Working data:
---
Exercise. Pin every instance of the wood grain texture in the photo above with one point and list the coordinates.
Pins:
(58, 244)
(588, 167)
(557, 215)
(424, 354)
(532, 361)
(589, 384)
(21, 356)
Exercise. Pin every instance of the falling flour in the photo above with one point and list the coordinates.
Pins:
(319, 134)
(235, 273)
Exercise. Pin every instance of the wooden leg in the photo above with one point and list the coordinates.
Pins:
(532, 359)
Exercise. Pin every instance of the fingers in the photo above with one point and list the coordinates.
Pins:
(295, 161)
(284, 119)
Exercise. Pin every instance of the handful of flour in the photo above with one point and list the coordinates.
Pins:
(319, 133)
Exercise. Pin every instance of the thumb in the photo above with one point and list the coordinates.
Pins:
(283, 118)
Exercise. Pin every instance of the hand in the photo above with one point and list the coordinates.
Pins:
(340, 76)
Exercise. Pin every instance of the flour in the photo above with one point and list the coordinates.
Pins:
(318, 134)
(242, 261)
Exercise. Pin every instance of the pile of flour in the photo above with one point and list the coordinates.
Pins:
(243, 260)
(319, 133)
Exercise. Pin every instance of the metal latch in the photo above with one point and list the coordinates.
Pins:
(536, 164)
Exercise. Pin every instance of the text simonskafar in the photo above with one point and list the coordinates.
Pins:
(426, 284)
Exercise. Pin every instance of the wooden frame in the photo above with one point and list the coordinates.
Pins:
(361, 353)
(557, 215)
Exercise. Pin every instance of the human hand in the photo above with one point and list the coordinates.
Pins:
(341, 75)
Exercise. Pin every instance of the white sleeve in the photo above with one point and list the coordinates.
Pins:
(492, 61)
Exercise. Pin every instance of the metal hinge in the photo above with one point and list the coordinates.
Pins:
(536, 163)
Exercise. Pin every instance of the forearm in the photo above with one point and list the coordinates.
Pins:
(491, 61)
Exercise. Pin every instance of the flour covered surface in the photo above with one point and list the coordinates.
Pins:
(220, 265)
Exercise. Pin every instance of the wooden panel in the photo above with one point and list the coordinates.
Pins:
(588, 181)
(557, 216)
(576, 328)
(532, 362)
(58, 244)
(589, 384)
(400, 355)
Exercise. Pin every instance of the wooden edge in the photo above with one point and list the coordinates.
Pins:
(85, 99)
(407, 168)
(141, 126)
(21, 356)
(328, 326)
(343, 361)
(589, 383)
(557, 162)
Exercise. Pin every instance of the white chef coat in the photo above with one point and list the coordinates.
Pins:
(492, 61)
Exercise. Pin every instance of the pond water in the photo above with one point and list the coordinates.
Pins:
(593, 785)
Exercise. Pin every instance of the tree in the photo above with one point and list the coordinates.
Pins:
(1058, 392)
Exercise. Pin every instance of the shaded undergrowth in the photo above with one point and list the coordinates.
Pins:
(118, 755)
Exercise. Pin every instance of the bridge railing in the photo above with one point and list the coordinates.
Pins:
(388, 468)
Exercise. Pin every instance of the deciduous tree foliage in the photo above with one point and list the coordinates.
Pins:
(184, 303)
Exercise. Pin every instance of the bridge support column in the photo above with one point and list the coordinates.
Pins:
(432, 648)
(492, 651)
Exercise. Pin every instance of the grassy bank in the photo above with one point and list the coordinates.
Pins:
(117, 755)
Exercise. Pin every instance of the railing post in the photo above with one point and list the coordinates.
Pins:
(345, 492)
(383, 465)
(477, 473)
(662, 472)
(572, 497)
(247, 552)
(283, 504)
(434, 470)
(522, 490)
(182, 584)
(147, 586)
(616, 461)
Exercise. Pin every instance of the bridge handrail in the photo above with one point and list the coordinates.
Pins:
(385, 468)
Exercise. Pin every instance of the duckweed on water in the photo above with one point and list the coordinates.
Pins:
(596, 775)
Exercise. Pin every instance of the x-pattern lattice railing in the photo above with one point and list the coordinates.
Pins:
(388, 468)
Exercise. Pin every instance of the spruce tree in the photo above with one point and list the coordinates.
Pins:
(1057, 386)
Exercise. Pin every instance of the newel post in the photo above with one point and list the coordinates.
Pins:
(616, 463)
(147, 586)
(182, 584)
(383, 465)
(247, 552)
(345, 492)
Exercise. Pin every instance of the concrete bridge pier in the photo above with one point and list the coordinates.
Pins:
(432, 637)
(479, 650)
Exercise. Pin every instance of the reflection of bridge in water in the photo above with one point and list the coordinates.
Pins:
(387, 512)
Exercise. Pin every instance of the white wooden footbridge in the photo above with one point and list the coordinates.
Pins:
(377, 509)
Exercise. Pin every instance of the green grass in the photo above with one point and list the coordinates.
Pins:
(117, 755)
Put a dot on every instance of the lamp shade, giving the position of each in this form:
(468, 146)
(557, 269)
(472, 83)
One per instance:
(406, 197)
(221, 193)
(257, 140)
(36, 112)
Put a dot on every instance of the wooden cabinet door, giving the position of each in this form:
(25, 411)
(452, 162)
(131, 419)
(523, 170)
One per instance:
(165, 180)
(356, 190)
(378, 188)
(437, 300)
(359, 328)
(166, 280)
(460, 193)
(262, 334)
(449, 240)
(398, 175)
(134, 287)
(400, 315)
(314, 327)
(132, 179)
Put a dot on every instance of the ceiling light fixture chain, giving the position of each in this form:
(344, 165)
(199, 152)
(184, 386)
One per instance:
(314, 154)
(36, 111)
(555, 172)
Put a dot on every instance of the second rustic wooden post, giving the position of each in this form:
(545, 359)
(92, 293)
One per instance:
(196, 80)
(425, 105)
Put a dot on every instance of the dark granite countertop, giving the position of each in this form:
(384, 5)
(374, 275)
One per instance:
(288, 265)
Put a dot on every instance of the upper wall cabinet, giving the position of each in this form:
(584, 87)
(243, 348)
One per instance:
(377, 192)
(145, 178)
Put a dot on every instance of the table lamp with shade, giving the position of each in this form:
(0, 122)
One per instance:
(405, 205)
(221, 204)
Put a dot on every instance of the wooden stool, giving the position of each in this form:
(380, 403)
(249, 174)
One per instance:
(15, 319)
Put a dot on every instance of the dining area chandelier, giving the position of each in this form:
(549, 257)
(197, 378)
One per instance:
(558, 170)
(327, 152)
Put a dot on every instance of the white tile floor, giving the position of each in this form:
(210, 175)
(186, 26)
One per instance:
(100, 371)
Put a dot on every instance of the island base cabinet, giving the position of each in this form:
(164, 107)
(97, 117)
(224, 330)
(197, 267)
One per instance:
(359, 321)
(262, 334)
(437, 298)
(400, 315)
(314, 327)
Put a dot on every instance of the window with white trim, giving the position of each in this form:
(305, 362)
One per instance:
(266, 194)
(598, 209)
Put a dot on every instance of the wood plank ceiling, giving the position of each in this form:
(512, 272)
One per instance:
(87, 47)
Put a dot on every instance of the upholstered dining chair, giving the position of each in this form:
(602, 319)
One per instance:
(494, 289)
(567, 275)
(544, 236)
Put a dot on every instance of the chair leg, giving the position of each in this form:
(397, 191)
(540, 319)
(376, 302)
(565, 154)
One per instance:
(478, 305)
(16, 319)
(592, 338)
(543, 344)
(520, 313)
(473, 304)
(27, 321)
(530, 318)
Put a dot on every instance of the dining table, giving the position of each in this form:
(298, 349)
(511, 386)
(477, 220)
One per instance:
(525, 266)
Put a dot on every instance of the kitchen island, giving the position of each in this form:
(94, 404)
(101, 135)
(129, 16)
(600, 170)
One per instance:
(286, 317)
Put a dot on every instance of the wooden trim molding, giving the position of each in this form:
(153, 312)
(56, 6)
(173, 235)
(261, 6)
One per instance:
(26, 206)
---
Brief: Copy the records exactly, keeping every word in place.

Solution:
Exercise. Pin every instance of the wood grain texture in the photo above with one point and list the coordinates.
Pins:
(58, 244)
(588, 167)
(557, 215)
(424, 354)
(532, 361)
(589, 384)
(21, 356)
Exercise. Pin every instance of the falling flour in the photo above with one point and list the coordinates.
Pins:
(319, 134)
(235, 273)
Exercise. Pin every instance of the wooden leg in the photo above with one point and list the coordinates.
Pins:
(532, 359)
Exercise. Pin every instance of the fingers in the photo above with one point and list the coordinates.
Pins:
(295, 161)
(284, 119)
Exercise. Pin every instance of the handful of flour in the photo above with one point and list the coordinates.
Pins:
(319, 133)
Exercise. Pin every instance of the thumb in the photo above with one point and list the coordinates.
Pins:
(283, 118)
Exercise. Pin every instance of the hand in the photo above with one point and list the coordinates.
Pins:
(340, 76)
Exercise. Pin every instance of the flour in the photo above with one point and list the coordinates.
Pins:
(318, 134)
(242, 261)
Exercise. Pin every instance of the pile of flour in the photo above with one point and list the coordinates.
Pins:
(243, 260)
(319, 133)
Exercise. Pin every instance of the metal latch in the photo above with one point and list the coordinates.
Pins:
(536, 164)
Exercise. Pin every instance of the text simonskafar in the photo above with one point and list the coordinates.
Pins:
(426, 284)
Exercise. Pin every instance of the wooden frame in the photo above with one point and list the coordinates.
Pins:
(361, 353)
(557, 215)
Exercise. Pin every instance of the human hand in the photo above with one point and list the coordinates.
Pins:
(341, 75)
Exercise. Pin every instance of the white sleeve in the photo above with one point and list the coordinates.
Pins:
(492, 61)
Exercise. Pin every instance of the metal hinge in the photo above with one point and list the coordinates.
Pins:
(536, 163)
Exercise. Pin every instance of the forearm in the photo above with one point and list the coordinates.
Pins:
(491, 61)
Exercise. Pin every instance of the flour covered surface in the photo above with one point and list the coordinates.
Pins:
(220, 265)
Exercise. Pin every instance of the wooden panel in the photo above with one point and list the coordinates.
Pins:
(588, 181)
(557, 216)
(576, 328)
(532, 362)
(58, 244)
(589, 384)
(400, 355)
Exercise. Pin every instance of the wooden edge in the photo above with one point and list the coordinates.
Pins:
(85, 99)
(407, 168)
(141, 126)
(21, 356)
(328, 326)
(343, 361)
(589, 383)
(557, 162)
Exercise. Pin every instance of the white chef coat in the photo above with one point and list the coordinates.
Pins:
(492, 61)
Exercise. Pin every instance of the pond water in the photo above with one point and list the coordinates.
Pins:
(593, 785)
Exercise. Pin every instance of the tree in the photo above with one point and list the coordinates.
Pins:
(1058, 392)
Exercise. Pin every instance of the shaded undergrowth in the photo above with one point and list the coordinates.
Pins:
(118, 755)
Exercise. Pin every instance of the bridge railing in the photo above with one point and list the coordinates.
Pins:
(388, 468)
Exercise. Pin every instance of the deciduous tree foliage in the photo above with one point and list the coordinates.
Pins:
(184, 303)
Exercise. Pin every instance of the bridge support column in the photo above with one point and list the coordinates.
Pins:
(432, 648)
(492, 651)
Exercise. Pin every instance of the grassy bank in the photo above with one point and list the coordinates.
Pins:
(117, 755)
Exercise. Pin every instance of the railing post in the photo above with one point and list the coordinates.
Pins:
(345, 492)
(383, 465)
(477, 473)
(662, 472)
(572, 497)
(247, 552)
(283, 504)
(434, 470)
(522, 490)
(182, 584)
(147, 586)
(616, 461)
Exercise. Pin every instance of the bridge handrail in the photo above with one point and list the coordinates.
Pins:
(385, 468)
Exercise. Pin every instance of the duckweed on water in the photo above with one point and list the coordinates.
Pins:
(596, 775)
Exercise. Pin every instance of the x-pattern lattice railing in the photo above with one point and list the coordinates.
Pins:
(388, 468)
Exercise. Pin every instance of the spruce tree in the photo above with one point and list the coordinates.
Pins:
(1057, 386)
Exercise. Pin every instance of the newel post in the photo above with one point and list the coordinates.
Pins:
(616, 463)
(147, 586)
(182, 584)
(383, 465)
(247, 552)
(345, 492)
Exercise. Pin every instance of the concrete bridge pier in the photo above with one point and list the coordinates.
Pins:
(432, 637)
(479, 650)
Exercise. Pin every instance of the reflection of bridge in water in the photo above with one point and list the coordinates.
Pins:
(387, 512)
Exercise. Pin every instance of the white wooden footbridge in the photo above with one point and list the coordinates.
Pins:
(377, 509)
Exercise. Pin every instance of the green grass in the photo above with one point and list the coordinates.
Pins:
(117, 755)
Put a dot on every instance of the lamp shade, giving the position of each in this form:
(468, 146)
(557, 269)
(472, 83)
One per instance:
(406, 197)
(221, 193)
(257, 140)
(36, 112)
Put a dot on every instance of the wooden cabinet door, giving the position of each in this form:
(25, 411)
(452, 162)
(131, 419)
(523, 170)
One per instance:
(165, 180)
(356, 190)
(378, 188)
(437, 300)
(359, 328)
(166, 280)
(460, 193)
(262, 334)
(449, 240)
(398, 175)
(134, 287)
(400, 315)
(314, 327)
(132, 179)
Put a dot on every instance of the ceiling light fixture chain, giving the position of each in this form:
(344, 165)
(199, 152)
(184, 386)
One per instance:
(314, 154)
(36, 111)
(555, 172)
Put a dot on every instance of the second rustic wooden post, giving the position of each in this form:
(545, 359)
(92, 293)
One per instance:
(196, 80)
(425, 105)
Put a dot on every instance of the dark granite countertop, giving the position of each in this form:
(384, 5)
(374, 275)
One per instance:
(288, 265)
Put a dot on every instance of the upper wall cabinet, giving the position of each in this form:
(584, 87)
(243, 348)
One per instance:
(377, 192)
(145, 178)
Put a dot on every instance of the table lamp with shade, giving the position of each in this form:
(0, 122)
One per instance:
(405, 205)
(221, 204)
Put a dot on every instance of the wooden stool, giving the position of each in this form:
(380, 403)
(249, 174)
One per instance:
(15, 319)
Put a dot on every instance of the dining area chandelier, giving the position of each in this form:
(549, 257)
(197, 378)
One per instance:
(558, 170)
(327, 152)
Put a dot on every instance of the white tile floor, giving the position of each in this form:
(210, 175)
(186, 26)
One per instance:
(100, 371)
Put a dot on every instance of the island base cabinet, giving the position of each in this form:
(164, 107)
(97, 117)
(224, 330)
(197, 267)
One per instance:
(359, 321)
(262, 334)
(437, 298)
(400, 315)
(314, 327)
Put a dot on every instance of the window with white trim, giving the position of each in this form:
(305, 362)
One per instance:
(266, 194)
(598, 209)
Put a dot on every instance of the wood plank ceiling, giving the position of each in this form:
(512, 272)
One per instance:
(87, 47)
Put a dot on every instance of the upholstered dining chair, giving the position of each in this form:
(602, 319)
One per instance:
(494, 289)
(567, 275)
(544, 236)
Put a dot on every instance of the chair leg, giving the position of each in this form:
(397, 191)
(540, 319)
(376, 302)
(565, 154)
One per instance:
(478, 305)
(16, 319)
(592, 338)
(543, 344)
(520, 313)
(473, 304)
(27, 321)
(530, 318)
Put a dot on every instance of the dining table, giving the position of each in this form:
(298, 349)
(511, 386)
(477, 220)
One per instance:
(525, 266)
Put a dot on every instance of the kitchen island, giving the position of each in this form:
(94, 404)
(101, 135)
(129, 16)
(600, 170)
One per instance:
(286, 317)
Put a dot on every instance of the wooden trim molding, giving the position of each in this form:
(153, 312)
(56, 6)
(173, 235)
(261, 6)
One per instance:
(26, 206)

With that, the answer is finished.